#### REQUIREMENTS
Locate the line that contains "If you could pin the green cliff". Print it and each following line through the end of the listing, verbatim, and nothing more.

#### RAW DATA
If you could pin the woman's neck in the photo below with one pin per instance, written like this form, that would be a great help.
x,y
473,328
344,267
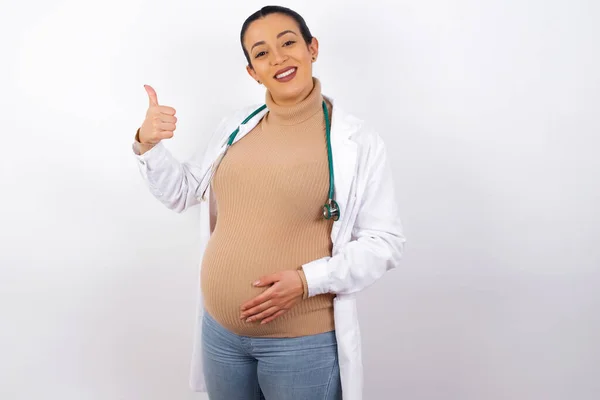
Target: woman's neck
x,y
290,102
300,111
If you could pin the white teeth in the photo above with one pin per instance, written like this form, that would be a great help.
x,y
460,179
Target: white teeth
x,y
287,73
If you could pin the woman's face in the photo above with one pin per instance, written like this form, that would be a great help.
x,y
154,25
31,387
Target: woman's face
x,y
280,58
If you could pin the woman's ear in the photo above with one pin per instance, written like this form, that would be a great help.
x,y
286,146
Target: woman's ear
x,y
313,48
252,73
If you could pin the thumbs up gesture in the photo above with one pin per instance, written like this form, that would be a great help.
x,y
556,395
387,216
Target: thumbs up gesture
x,y
159,123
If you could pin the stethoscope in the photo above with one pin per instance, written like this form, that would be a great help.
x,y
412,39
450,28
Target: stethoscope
x,y
331,210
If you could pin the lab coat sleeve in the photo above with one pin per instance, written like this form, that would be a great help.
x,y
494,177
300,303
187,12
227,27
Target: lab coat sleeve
x,y
377,240
173,183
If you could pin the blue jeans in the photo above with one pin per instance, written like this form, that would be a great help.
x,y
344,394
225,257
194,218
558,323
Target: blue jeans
x,y
251,368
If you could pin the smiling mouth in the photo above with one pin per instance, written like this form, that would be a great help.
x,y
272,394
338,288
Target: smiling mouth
x,y
287,74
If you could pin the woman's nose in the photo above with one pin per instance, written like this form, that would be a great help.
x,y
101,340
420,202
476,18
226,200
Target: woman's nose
x,y
277,57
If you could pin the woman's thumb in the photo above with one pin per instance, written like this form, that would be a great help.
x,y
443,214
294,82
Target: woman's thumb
x,y
151,95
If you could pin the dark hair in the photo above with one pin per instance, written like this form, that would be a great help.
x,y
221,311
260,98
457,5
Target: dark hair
x,y
263,12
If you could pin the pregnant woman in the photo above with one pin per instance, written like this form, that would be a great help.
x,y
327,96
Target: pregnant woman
x,y
298,214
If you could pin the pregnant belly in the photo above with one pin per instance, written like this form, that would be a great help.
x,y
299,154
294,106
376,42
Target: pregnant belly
x,y
227,274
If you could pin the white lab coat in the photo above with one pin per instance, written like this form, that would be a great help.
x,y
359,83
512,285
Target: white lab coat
x,y
367,239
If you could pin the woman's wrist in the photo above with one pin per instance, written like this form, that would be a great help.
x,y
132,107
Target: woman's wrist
x,y
304,283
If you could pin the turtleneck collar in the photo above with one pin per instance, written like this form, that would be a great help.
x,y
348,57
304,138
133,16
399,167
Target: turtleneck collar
x,y
293,115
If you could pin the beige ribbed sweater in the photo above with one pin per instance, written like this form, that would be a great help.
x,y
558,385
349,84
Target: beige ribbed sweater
x,y
270,189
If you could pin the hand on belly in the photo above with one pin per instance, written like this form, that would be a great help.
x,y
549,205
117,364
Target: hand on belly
x,y
284,292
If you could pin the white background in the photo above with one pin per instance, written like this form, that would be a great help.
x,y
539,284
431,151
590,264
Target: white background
x,y
490,110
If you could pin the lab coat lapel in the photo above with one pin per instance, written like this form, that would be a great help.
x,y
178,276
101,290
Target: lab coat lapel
x,y
344,153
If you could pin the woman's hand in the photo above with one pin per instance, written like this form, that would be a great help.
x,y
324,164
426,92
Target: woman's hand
x,y
285,292
159,123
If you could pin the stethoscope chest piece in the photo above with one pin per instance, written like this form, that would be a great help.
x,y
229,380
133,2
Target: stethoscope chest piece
x,y
331,210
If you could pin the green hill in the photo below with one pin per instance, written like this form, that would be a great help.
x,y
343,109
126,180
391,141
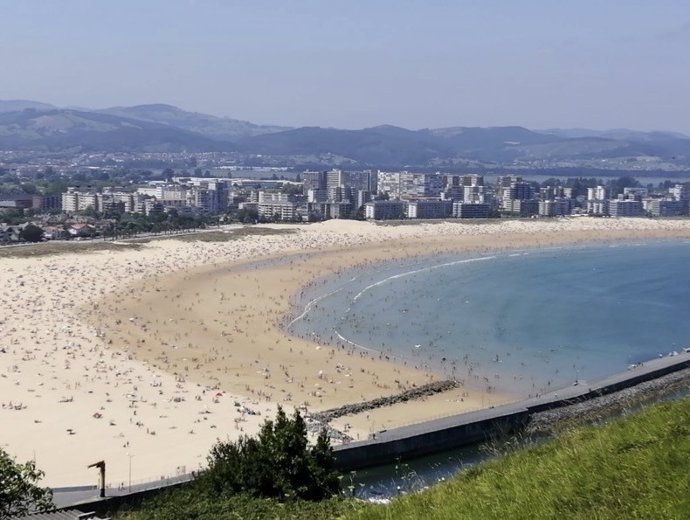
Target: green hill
x,y
635,467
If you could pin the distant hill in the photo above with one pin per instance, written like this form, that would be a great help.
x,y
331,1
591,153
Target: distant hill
x,y
59,129
222,129
30,125
383,145
12,105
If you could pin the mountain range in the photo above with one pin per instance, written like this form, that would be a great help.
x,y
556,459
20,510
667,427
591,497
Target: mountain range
x,y
30,125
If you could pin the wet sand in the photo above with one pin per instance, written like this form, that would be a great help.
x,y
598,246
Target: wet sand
x,y
146,357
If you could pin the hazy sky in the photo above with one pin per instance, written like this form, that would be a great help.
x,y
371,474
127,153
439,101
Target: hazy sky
x,y
357,63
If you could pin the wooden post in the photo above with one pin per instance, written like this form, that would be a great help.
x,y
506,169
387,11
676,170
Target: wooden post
x,y
100,465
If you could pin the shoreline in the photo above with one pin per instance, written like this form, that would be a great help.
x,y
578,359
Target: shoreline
x,y
53,352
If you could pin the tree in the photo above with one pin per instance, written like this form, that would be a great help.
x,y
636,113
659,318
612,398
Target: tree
x,y
278,463
19,494
31,233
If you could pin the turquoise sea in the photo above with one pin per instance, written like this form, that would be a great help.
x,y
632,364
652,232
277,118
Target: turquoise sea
x,y
522,322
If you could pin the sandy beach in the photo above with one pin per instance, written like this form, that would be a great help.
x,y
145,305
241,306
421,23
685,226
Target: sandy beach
x,y
144,357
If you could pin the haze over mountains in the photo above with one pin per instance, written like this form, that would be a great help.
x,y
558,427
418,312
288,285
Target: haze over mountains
x,y
29,125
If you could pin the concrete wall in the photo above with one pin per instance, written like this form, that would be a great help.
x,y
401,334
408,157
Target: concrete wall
x,y
469,428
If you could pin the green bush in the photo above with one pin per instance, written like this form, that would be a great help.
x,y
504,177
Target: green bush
x,y
278,463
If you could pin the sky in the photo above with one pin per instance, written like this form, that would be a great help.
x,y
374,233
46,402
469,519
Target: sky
x,y
360,63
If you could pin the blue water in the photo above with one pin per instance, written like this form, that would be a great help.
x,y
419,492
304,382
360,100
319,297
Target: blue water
x,y
520,322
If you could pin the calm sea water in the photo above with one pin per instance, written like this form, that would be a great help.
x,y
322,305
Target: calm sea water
x,y
521,322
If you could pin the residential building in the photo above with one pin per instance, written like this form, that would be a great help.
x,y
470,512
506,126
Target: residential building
x,y
384,209
625,208
471,210
429,209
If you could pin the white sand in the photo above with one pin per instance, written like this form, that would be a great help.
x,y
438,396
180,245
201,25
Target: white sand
x,y
68,399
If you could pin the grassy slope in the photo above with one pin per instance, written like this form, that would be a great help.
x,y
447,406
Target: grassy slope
x,y
633,468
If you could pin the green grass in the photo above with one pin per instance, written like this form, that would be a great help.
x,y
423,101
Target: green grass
x,y
236,234
53,248
63,247
633,468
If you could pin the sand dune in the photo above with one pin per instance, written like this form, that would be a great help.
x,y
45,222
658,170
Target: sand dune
x,y
145,357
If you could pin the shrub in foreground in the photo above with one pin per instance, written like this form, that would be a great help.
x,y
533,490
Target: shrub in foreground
x,y
278,463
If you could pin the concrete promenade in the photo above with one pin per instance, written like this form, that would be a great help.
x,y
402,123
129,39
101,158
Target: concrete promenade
x,y
420,439
460,430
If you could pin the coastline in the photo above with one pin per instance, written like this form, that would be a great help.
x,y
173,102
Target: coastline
x,y
139,285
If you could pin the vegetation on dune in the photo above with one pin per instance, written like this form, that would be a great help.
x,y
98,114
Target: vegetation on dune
x,y
276,474
631,468
19,489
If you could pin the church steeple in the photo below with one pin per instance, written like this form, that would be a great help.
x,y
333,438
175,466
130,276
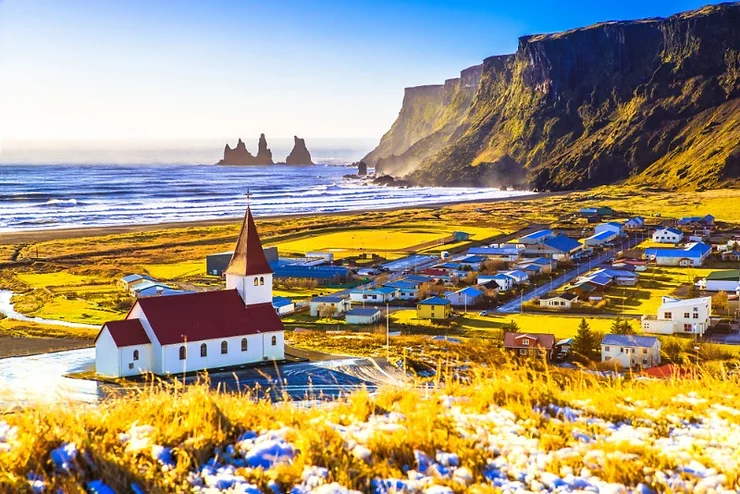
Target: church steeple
x,y
248,258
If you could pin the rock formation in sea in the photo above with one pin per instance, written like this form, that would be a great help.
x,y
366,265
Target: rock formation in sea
x,y
653,101
237,156
264,155
299,155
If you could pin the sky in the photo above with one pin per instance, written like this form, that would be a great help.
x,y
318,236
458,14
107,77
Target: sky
x,y
186,69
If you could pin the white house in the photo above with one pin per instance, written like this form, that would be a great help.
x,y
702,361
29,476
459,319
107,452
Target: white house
x,y
204,330
689,316
631,351
611,226
374,295
563,301
341,305
362,316
727,280
667,235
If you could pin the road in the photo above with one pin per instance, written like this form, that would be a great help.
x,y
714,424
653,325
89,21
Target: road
x,y
582,268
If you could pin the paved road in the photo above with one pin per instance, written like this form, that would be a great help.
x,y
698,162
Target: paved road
x,y
515,305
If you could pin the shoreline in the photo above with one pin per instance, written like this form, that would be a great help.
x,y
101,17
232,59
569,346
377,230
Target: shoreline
x,y
41,235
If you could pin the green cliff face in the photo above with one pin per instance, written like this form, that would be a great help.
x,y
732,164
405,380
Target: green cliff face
x,y
653,102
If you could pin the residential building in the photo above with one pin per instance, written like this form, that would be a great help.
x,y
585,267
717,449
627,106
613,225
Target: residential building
x,y
531,345
196,331
727,280
611,226
362,316
691,255
599,239
676,316
563,301
635,223
283,305
667,235
434,308
340,305
631,351
468,296
379,295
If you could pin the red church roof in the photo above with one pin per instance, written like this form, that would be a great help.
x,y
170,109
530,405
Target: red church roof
x,y
128,332
207,315
248,258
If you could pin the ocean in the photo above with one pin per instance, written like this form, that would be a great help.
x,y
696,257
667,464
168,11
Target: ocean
x,y
150,188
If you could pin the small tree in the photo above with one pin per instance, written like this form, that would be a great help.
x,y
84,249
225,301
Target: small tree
x,y
584,342
326,311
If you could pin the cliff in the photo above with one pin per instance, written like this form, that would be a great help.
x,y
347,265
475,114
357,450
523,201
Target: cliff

#### ANSWER TO THIS EXERCISE
If you could pin the green cliff face in the photo above with one pin per instance, written like this form, that would be a great help.
x,y
732,164
405,380
Target: green cliff face
x,y
653,102
If you could pin the residential building in the photo above with one pin per instance, written like this form, that would be a great help.
x,y
585,267
717,449
627,106
613,225
Target: residential building
x,y
531,345
196,331
727,280
611,226
362,316
691,255
599,239
676,316
563,301
635,223
283,305
667,235
434,308
340,305
631,351
468,296
379,295
If you could pin the red church roof in the photo above with one pin per instance, written like this form, that would be a great help.
x,y
170,109
530,405
Target: red church roof
x,y
128,332
207,315
248,258
If you could pin the ocean in the photo above with one pin per instance, written like this form, that would be a great help.
x,y
696,257
667,464
168,11
Target: ocean
x,y
150,188
If you could pin the small tree in the photo above with one pin per instance, written like this form, that would be a great help.
x,y
84,249
225,301
Target: small tree
x,y
584,342
326,311
If you could pin the cliff in the photo above with one pin per instance, written like this form, that would be a great help.
x,y
347,265
475,114
357,450
523,201
Target: cliff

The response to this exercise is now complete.